ISTRUZIONI DA SEGUIRE: Riscrivi le righe a partire da quella che contiene "of the bougainvillea" fino a quella che contiene "of the pergola", incluse entrambe, sostituendo "bush" con "shrub" e lasciando invariato tutto il resto.

DATI FORNITI:
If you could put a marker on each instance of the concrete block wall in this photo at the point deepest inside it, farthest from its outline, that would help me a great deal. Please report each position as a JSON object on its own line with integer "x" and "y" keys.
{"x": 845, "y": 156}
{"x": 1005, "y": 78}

...

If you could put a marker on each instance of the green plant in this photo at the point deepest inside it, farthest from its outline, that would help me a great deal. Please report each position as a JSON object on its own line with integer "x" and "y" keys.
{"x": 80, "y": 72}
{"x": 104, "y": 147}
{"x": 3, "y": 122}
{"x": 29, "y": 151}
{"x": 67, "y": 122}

---

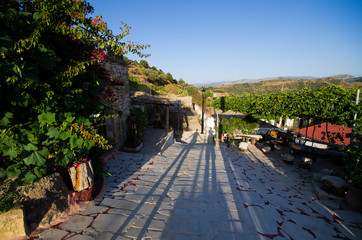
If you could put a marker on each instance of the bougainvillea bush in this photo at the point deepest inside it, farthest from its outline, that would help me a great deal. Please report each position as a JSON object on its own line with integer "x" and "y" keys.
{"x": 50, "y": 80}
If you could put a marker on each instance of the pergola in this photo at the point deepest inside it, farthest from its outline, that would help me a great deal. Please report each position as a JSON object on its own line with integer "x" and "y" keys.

RISULTATO FINALE:
If you could put a marker on each instance of the bougainvillea shrub in this photo at the point deepest inside it, farthest from its outline, that would help me a great deal. Please report each position as a JSON object on its own line with integer "x" and "y" keys.
{"x": 50, "y": 80}
If you could put a marker on each instance of the pergola in this photo at the point deepest inside it, farthest from its outline, that would help me a great deal. Please report each position as a JSON object on its own line with integer "x" and "y" keys.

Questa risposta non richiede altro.